**WHAT IS EXPECTED:** After reading the data below, copy out every line that contains the word "shorts".

**ENTRIES SHOWN:**
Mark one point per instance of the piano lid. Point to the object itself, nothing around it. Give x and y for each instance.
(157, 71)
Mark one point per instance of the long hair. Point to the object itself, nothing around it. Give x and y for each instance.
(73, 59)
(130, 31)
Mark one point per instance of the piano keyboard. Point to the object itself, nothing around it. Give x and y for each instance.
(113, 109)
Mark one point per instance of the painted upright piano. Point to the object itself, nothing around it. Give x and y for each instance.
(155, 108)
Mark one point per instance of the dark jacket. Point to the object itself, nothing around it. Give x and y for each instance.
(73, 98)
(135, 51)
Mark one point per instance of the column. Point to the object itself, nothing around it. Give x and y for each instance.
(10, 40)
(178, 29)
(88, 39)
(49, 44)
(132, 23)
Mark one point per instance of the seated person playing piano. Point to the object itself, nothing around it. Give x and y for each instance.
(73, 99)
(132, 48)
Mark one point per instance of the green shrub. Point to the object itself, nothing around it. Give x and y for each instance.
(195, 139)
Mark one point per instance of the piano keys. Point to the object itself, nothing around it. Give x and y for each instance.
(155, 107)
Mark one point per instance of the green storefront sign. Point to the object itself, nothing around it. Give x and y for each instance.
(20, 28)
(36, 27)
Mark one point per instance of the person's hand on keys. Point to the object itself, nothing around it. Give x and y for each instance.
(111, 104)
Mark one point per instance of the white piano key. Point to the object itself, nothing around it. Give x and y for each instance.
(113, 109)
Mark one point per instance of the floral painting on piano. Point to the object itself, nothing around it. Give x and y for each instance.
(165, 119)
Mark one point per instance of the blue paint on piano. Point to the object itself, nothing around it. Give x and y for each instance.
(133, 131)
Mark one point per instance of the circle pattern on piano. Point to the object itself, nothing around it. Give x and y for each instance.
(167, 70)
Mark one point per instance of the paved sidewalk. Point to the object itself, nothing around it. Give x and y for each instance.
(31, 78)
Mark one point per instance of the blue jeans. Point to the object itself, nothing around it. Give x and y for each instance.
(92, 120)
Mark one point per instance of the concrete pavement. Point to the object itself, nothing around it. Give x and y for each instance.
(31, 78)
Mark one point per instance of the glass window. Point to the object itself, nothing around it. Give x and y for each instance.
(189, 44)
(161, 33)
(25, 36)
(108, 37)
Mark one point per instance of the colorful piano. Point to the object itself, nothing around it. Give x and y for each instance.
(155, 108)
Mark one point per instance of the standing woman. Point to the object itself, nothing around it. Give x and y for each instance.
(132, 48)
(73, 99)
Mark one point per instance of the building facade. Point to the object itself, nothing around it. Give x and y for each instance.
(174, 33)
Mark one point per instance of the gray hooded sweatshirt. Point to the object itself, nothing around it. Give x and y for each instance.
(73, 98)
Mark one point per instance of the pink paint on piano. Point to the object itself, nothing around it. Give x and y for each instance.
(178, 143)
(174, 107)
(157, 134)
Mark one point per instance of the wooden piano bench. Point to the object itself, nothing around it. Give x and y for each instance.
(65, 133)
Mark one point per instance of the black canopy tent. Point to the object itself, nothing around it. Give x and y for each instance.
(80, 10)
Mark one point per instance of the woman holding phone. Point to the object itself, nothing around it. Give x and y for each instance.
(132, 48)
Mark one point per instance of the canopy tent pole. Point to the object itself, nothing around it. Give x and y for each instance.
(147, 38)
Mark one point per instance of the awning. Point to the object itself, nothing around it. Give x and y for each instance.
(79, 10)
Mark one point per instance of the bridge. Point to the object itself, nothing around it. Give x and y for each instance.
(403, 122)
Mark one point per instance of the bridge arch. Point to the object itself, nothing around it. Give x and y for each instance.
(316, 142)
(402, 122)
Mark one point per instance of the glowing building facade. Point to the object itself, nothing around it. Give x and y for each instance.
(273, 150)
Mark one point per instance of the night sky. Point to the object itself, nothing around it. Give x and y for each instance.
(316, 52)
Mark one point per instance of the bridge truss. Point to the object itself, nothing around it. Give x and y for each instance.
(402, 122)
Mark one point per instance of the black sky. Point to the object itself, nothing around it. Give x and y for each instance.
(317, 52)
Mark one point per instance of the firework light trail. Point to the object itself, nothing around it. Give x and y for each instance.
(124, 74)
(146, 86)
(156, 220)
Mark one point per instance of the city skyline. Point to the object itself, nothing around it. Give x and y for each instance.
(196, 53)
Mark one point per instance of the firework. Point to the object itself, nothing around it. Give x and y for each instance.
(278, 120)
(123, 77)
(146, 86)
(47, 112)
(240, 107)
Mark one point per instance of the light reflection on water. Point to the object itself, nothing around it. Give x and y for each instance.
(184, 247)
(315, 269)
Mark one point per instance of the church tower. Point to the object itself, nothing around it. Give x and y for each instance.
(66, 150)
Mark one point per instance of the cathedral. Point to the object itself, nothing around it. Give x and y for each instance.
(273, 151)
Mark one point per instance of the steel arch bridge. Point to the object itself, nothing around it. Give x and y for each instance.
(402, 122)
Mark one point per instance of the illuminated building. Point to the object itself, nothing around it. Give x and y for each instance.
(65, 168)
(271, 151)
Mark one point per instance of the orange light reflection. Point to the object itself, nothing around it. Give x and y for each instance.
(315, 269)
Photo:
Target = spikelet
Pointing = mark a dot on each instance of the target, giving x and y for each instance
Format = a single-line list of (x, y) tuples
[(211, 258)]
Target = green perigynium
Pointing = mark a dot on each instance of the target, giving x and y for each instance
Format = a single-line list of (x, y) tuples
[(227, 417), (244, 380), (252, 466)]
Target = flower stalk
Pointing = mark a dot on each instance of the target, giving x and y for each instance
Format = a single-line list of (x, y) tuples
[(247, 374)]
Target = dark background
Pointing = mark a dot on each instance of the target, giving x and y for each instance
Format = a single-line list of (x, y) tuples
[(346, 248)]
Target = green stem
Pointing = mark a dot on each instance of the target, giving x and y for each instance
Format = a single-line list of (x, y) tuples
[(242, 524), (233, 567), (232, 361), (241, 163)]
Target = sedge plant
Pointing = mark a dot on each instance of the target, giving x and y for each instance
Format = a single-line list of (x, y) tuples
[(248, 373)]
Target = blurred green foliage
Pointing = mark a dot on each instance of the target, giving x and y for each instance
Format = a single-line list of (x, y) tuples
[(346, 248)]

...

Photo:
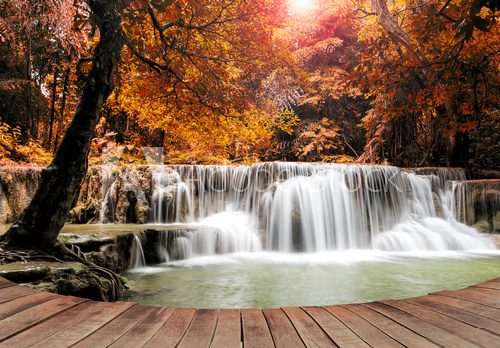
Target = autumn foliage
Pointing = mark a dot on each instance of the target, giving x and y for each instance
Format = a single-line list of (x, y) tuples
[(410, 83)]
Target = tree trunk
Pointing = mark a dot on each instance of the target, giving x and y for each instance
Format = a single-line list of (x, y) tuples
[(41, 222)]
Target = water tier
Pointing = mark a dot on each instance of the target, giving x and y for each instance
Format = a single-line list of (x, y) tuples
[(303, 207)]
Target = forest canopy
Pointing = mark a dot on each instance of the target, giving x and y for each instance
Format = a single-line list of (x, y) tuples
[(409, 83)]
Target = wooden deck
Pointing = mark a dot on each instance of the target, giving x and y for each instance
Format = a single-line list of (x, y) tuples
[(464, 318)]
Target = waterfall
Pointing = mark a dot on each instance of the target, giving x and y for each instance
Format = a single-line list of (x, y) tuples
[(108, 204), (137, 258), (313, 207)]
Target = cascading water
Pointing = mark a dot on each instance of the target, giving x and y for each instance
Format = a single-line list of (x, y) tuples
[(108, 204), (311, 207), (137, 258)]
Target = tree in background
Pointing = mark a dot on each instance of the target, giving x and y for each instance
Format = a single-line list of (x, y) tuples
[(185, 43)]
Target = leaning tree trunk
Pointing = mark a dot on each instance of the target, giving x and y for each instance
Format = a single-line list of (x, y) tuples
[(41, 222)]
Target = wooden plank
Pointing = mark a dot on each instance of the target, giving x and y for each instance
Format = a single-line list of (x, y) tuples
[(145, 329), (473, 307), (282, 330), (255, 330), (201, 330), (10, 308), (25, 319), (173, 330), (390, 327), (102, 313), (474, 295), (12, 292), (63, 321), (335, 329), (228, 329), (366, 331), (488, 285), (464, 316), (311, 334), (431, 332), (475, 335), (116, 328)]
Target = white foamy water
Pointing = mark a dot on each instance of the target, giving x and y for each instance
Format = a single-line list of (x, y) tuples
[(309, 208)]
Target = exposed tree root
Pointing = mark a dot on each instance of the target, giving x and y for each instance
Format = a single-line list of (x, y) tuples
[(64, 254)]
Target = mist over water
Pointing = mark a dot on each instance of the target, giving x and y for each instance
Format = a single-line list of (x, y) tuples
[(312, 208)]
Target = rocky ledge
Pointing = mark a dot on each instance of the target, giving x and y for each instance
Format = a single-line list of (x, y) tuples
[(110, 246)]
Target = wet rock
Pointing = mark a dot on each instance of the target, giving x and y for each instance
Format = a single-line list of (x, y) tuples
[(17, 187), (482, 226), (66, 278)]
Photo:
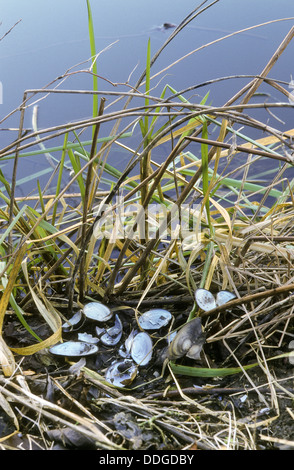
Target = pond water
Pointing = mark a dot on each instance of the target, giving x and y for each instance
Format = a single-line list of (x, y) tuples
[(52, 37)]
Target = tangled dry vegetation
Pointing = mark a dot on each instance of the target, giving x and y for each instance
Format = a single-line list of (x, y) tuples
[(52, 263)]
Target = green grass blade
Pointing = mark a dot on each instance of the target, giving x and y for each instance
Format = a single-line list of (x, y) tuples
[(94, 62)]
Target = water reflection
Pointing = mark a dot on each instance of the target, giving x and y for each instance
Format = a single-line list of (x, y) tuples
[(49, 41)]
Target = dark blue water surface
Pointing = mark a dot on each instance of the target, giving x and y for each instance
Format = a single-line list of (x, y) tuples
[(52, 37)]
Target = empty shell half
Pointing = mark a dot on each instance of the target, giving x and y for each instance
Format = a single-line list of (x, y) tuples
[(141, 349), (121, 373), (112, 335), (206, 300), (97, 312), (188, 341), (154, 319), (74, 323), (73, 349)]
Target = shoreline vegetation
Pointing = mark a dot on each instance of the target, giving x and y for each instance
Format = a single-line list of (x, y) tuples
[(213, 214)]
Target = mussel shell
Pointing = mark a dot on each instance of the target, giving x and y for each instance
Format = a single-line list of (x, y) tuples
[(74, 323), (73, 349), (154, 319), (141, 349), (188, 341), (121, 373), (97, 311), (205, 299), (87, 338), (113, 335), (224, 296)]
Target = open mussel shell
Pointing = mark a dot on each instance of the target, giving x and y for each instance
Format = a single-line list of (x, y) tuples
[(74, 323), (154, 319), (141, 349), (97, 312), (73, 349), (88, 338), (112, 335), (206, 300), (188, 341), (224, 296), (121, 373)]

* * *

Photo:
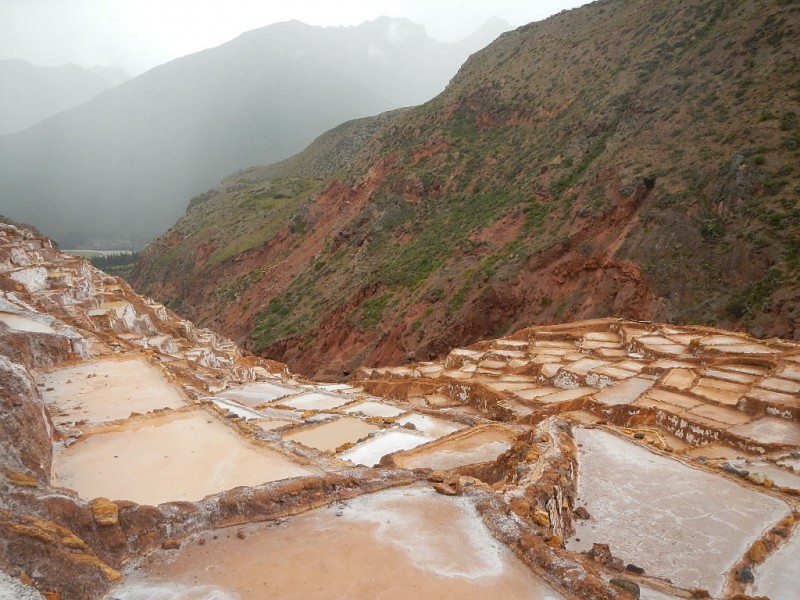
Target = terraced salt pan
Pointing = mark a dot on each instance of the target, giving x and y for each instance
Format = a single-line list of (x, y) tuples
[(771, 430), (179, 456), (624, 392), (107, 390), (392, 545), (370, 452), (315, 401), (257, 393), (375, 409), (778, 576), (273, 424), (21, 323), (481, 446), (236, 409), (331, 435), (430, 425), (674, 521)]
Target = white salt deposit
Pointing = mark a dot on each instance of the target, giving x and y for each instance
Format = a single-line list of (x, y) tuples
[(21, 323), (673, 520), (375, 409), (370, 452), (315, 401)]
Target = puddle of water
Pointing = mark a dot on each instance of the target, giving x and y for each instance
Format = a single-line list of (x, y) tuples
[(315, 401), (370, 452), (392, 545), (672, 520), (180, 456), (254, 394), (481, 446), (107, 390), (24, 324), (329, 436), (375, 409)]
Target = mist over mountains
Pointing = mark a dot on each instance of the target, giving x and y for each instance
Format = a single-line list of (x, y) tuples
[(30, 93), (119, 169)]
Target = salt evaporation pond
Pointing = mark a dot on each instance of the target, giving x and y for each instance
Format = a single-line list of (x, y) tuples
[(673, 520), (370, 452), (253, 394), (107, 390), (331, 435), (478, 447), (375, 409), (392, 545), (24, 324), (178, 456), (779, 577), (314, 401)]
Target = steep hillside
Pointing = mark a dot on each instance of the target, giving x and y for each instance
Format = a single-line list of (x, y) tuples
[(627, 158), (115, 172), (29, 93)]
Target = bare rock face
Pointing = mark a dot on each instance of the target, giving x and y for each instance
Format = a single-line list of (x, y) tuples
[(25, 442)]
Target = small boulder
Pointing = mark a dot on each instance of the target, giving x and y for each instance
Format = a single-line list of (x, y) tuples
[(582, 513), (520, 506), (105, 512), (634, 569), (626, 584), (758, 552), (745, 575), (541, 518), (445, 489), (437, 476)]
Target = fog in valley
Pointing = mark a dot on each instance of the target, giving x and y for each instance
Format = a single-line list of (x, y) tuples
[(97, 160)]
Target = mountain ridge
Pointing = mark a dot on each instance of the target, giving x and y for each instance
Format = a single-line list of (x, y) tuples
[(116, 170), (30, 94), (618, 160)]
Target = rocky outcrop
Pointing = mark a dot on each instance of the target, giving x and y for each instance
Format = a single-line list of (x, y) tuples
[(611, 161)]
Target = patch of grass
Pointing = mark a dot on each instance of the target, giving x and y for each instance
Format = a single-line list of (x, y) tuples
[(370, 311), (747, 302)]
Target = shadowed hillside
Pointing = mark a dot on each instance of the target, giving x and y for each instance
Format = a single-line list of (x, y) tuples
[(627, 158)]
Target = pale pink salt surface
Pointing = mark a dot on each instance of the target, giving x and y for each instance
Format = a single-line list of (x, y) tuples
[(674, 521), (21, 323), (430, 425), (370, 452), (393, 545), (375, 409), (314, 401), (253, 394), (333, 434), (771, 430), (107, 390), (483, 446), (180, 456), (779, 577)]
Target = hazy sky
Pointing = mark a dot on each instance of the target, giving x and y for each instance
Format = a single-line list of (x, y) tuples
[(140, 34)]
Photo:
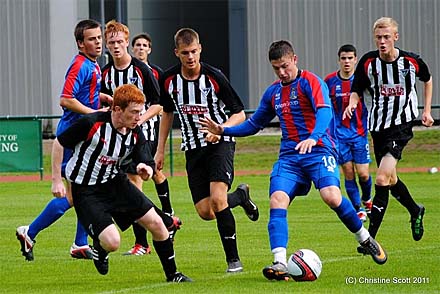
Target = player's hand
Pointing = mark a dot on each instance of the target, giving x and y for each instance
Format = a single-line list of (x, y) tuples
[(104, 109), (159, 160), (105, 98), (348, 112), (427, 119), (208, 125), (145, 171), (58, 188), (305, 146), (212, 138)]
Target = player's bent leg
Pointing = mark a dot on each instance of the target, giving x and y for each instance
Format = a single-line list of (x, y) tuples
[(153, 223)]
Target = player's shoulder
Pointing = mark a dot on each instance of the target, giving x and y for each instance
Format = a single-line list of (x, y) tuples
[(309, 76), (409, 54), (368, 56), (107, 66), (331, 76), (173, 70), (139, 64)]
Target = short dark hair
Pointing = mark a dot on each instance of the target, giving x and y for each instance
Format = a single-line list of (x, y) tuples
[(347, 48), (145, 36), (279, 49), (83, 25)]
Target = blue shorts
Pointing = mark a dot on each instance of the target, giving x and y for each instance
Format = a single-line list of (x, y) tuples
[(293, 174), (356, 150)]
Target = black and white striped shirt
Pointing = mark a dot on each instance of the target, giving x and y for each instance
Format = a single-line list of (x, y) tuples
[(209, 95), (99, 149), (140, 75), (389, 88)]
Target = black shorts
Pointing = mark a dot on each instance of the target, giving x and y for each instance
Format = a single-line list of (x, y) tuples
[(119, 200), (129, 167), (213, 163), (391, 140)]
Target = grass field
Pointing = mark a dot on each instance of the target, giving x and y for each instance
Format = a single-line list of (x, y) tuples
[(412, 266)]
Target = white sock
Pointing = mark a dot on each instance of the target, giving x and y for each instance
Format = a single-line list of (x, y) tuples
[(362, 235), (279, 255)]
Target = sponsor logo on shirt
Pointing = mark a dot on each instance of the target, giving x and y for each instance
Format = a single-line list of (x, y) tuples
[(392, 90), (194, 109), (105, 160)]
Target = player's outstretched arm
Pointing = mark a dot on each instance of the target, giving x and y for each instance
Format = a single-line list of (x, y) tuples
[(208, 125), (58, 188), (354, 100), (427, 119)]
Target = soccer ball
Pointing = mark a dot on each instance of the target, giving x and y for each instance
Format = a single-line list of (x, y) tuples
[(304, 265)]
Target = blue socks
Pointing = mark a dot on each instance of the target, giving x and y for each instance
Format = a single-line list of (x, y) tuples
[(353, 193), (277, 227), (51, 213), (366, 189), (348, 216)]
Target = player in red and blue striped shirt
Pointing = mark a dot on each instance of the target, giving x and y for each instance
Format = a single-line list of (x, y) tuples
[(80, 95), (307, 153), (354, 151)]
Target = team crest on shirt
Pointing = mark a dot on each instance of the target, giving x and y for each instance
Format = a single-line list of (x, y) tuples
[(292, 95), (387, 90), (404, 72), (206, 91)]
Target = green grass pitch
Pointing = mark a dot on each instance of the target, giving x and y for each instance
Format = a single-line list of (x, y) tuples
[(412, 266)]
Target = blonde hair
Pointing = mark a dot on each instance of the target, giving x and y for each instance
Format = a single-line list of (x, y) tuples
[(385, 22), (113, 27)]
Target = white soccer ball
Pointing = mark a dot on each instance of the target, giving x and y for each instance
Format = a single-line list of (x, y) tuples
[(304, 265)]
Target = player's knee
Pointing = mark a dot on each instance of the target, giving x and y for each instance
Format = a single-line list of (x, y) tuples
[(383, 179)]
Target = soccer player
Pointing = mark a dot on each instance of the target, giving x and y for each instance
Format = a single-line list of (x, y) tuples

**RESPONSE BELOW:**
Target = blue shorts
Target = black shorts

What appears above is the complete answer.